> _GIVEN TEXT_
-- Begin --
The same issue of Nature Materials that features Berkeley’s touch sensitive semiconductor based artificial skin we wrote about earlier today, also profiles another artificial skin from Stanford. This one is based on a rubber membrane stretched between two electrodes, similar to how electrostatic microphones and stethoscopes work.
Details from a Stanford press announcement:
Previous attempts at building a sensor of this type using a smooth film encountered problems.
“We found that with a very thin continuous film, when you press on it, the material does not have room to expand,” said Stefan Mannsfeld, a former postdoctoral researcher in chemical engineering and a coauthor. “So the molecules in the continuous rubber film are forced closer together and become entangled. When pressure is released, they cannot go back to the original arrangement, so the sensor doesn’t work as well.”
“The microstructuring we developed makes the rubber behave more like an ideal spring,” Mannsfeld said. The total thickness of the artificial skin, including the rubber layer and both electrodes, is less than one millimeter.
The largest sheet of sensors that Bao’s [Zhenan Bao, associate professor of chemical engineering] group has produced to date measures about seven centimeters on a side. The sheet exhibited a great deal of flexibility, indicating it should perform well when wrapped around a surface mimicking the curvature of something such as a human hand or the sharp angles of a robotic arm.
-- End --
Saved entries
-- Begin --
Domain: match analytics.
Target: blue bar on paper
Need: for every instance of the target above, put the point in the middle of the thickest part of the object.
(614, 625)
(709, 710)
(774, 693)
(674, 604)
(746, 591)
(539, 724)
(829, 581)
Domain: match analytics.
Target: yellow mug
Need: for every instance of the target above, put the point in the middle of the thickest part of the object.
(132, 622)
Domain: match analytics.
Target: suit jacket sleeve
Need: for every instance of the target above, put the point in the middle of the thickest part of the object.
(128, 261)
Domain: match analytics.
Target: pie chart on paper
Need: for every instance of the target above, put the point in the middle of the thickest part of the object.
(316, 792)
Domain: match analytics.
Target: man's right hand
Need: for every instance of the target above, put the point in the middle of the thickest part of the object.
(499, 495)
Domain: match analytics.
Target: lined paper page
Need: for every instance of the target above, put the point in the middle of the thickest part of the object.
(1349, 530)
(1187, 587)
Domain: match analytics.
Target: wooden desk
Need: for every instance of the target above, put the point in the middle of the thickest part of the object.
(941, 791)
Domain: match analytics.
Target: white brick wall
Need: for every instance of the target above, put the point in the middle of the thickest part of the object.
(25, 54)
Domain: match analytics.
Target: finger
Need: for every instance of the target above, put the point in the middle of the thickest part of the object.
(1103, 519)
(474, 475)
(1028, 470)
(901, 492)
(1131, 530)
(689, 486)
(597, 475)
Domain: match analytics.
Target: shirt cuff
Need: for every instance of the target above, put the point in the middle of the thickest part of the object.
-- End --
> _EXERCISE OBJECTIVE_
Reproduce the part of the artificial skin article that begins with the words "The same issue" and ends after the words "and stethoscopes work.", keeping every word unchanged.

> _RESULT OF THE EXERCISE_
The same issue of Nature Materials that features Berkeley’s touch sensitive semiconductor based artificial skin we wrote about earlier today, also profiles another artificial skin from Stanford. This one is based on a rubber membrane stretched between two electrodes, similar to how electrostatic microphones and stethoscopes work.